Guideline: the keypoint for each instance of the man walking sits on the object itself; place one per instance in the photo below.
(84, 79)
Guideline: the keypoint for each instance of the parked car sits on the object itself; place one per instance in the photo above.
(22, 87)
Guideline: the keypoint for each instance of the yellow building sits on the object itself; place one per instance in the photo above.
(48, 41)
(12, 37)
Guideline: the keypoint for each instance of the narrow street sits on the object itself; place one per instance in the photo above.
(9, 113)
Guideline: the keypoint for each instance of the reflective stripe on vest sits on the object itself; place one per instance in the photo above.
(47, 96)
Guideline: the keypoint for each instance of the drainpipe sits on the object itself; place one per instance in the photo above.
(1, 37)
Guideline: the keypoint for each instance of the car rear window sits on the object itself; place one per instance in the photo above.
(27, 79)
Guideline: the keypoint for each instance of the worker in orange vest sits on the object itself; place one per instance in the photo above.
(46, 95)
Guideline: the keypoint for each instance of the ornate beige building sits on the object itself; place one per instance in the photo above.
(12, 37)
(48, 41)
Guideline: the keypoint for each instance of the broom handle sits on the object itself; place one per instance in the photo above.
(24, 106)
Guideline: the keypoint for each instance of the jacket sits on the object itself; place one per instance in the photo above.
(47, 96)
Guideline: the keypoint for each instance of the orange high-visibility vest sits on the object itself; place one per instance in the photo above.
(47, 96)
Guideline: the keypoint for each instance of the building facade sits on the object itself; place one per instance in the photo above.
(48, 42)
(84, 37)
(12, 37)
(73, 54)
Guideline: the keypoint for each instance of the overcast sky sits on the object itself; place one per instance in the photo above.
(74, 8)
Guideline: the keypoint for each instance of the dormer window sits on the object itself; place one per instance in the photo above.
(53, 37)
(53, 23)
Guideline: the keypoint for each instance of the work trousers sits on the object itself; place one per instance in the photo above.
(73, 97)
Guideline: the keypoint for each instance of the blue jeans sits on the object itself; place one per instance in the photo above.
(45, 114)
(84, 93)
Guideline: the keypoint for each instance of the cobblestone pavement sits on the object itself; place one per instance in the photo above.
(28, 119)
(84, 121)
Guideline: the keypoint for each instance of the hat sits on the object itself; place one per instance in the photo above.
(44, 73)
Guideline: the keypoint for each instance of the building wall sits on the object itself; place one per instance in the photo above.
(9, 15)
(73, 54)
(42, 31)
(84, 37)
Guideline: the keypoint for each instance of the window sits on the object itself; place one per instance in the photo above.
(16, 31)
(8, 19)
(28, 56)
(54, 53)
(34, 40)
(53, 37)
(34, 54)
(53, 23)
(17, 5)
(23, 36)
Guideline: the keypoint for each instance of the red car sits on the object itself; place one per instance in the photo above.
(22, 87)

### INSTRUCTIONS FOR THE TASK
All of the records above should be copied exactly.

### COMPLETED TASK
Guideline: the keypoint for each instance of the man walking sits on the object itself; place one per instance in the photo below.
(84, 79)
Guideline: the keypoint for each instance of the parked car sits on the object itself; place one per instance in the photo above.
(22, 87)
Guideline: the keypoint for each instance of the yellow building sits on the object itself; place one per instance in the photo above.
(48, 41)
(12, 37)
Guideline: the keypoint for each instance of the narrow street sits on the object itself; place one per instance in the photo above.
(9, 113)
Guideline: the keypoint for each instance of the reflective stripe on vest sits on the object itself; place one per instance in the photo above.
(47, 96)
Guideline: the keypoint for each instance of the drainpipe sits on the object itself; place one per instance in the photo above.
(1, 37)
Guideline: the keypoint for each instance of the car rear window sits on the object itself; place one per instance in the photo above.
(27, 79)
Guideline: the keypoint for each instance of the worker in orange vest sits on the object itself; place one per instance in the photo above.
(46, 95)
Guideline: the keypoint for each instance of the ornate beige building sits on the object itself; place one per instance in the photo above.
(12, 37)
(48, 41)
Guideline: the keypoint for each instance of the broom handle sits on the object itself; place one per instance in the photo above.
(24, 106)
Guideline: the keypoint for each instance of the jacket sits on the object itself; place one per instance in the photo above.
(47, 96)
Guideline: the keypoint for each instance of the orange high-visibility vest sits on the object itself; place one per instance in the photo above.
(47, 96)
Guideline: the keypoint for each instance of the building facade sits on the object itself; place one per instance in the photo above.
(48, 42)
(84, 37)
(12, 37)
(73, 54)
Guideline: the keypoint for each instance of the overcast sky sits on the object itself; place one per instance in the photo above.
(74, 8)
Guideline: the keypoint for each instance of the dormer window sits on the object itself; place one per instance in the photo above.
(53, 37)
(53, 23)
Guideline: the keypoint for each instance of the work trousers sits on the object itself; place one per instance in the photo above.
(73, 97)
Guideline: the keypoint for each instance of the blue jeans sits on the object itself; place one per instance in the photo above.
(45, 114)
(84, 93)
Guideline: the keypoint for each instance of the cobblestone pavement sits on the object itself; place one per instance in the photo above.
(28, 119)
(84, 121)
Guideline: the keypoint for each instance of the hat sits on the object itself; place one per instance in the photo above.
(44, 73)
Guideline: the keypoint for each instance of the building wall sits on the object itself; place one per instance in the photo above.
(9, 15)
(73, 54)
(42, 31)
(84, 37)
Guideline: the keypoint for each instance of the window sits on the object itself; place one per instance in the photo above.
(16, 31)
(8, 19)
(28, 56)
(54, 53)
(34, 40)
(53, 37)
(34, 54)
(53, 23)
(17, 5)
(23, 36)
Guideline: the keypoint for each instance of the red car sits on the object itself; place one per instance in the photo above.
(22, 87)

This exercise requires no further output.